PAGE EXTRACT:

=== Begin Enclosure ===

I think some of the questions most US nurses have revolve around autonomy. I've worked in 13 different ED's in the US - from small critical access ED's to large Level 1 trauma centers. While there is always a difference in how much we can get done before the patient is seen by an MD, there are some basics that hold true everywhere.
We place the peripheral IV's (cannulate the veins with IV catheters), not doctors.
We access implanted port a caths, not the doctors.
We DO NOT suture. MD's, PA's, and NP's can suture.
We give meds that are ordered by the MD, PA or NP - by "advanced meds" I am assuming the OP meant things like levophed (norepinephrine), dopamine, nitroglycerin drip, insulin drips, etc - critical or vasoactive or high risk medications that require monitoring and/or titration.
Nurses do not order medications but based on our nursing assessment and judgement we are supposed to report to the MD any changes in condition and it is pretty much expected that we ask/suggest what the patient needs, an example would be "Mr X in room 4 is still vomiting, can we order another 4 of zofran?" and not just say "hey, the patient is throwing up what do you want to do".
We apply splints.
We place foley catheters.
We do in and out catheters.

=== End Enclosure ===

EXERCISE DATA:
=== Begin Enclosure ===

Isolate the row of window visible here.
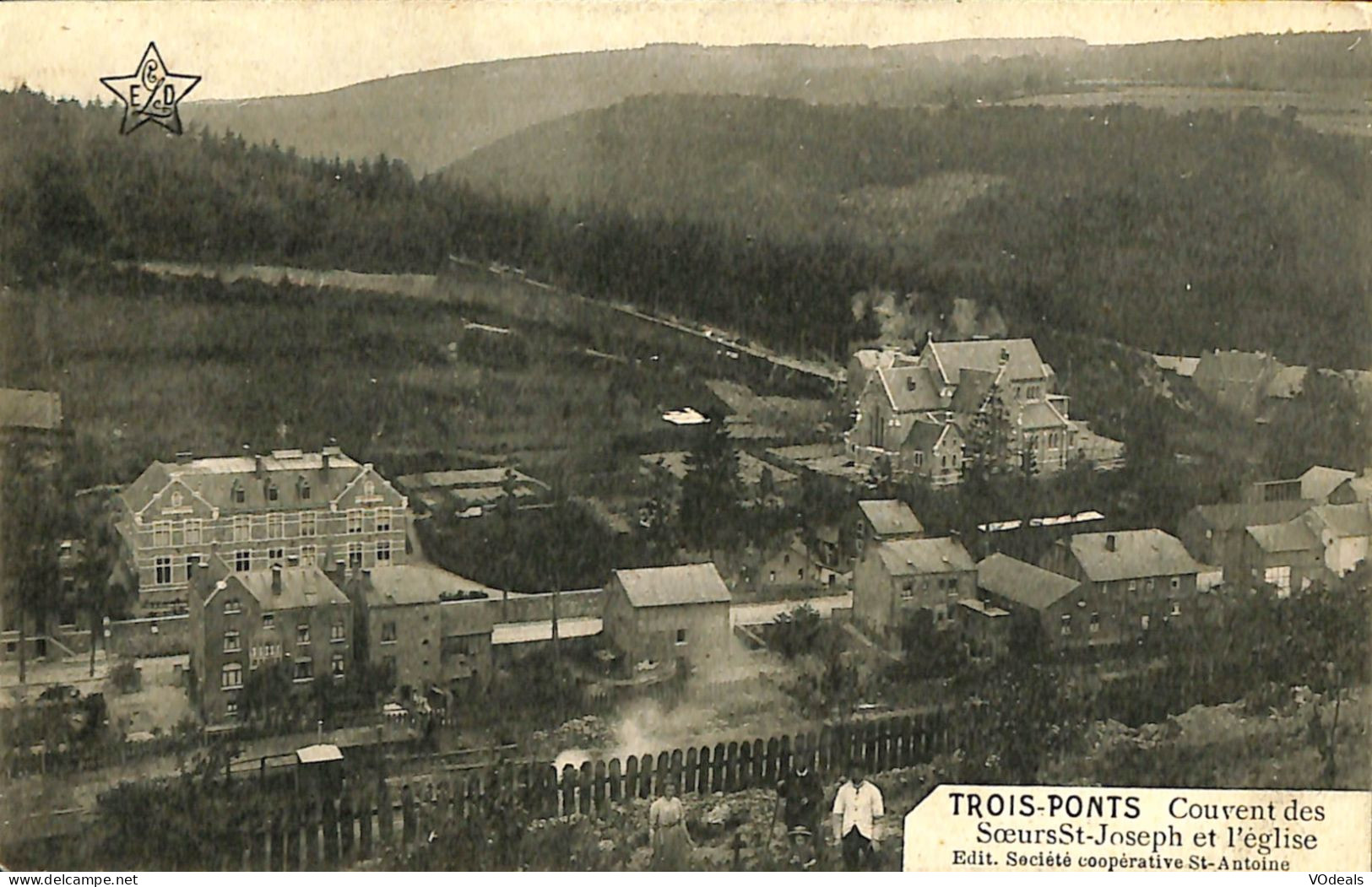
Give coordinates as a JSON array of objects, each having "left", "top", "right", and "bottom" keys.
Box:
[
  {"left": 152, "top": 509, "right": 404, "bottom": 549},
  {"left": 220, "top": 652, "right": 346, "bottom": 693},
  {"left": 224, "top": 622, "right": 347, "bottom": 652}
]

=== End Enclosure ===

WHAT TO PRODUCE: Copy the passage on US emergency department nursing from "We access implanted" to "and out catheters.", replacing "foley catheters" with "urinary catheters".

ANSWER BELOW:
We access implanted port a caths, not the doctors.
We DO NOT suture. MD's, PA's, and NP's can suture.
We give meds that are ordered by the MD, PA or NP - by "advanced meds" I am assuming the OP meant things like levophed (norepinephrine), dopamine, nitroglycerin drip, insulin drips, etc - critical or vasoactive or high risk medications that require monitoring and/or titration.
Nurses do not order medications but based on our nursing assessment and judgement we are supposed to report to the MD any changes in condition and it is pretty much expected that we ask/suggest what the patient needs, an example would be "Mr X in room 4 is still vomiting, can we order another 4 of zofran?" and not just say "hey, the patient is throwing up what do you want to do".
We apply splints.
We place urinary catheters.
We do in and out catheters.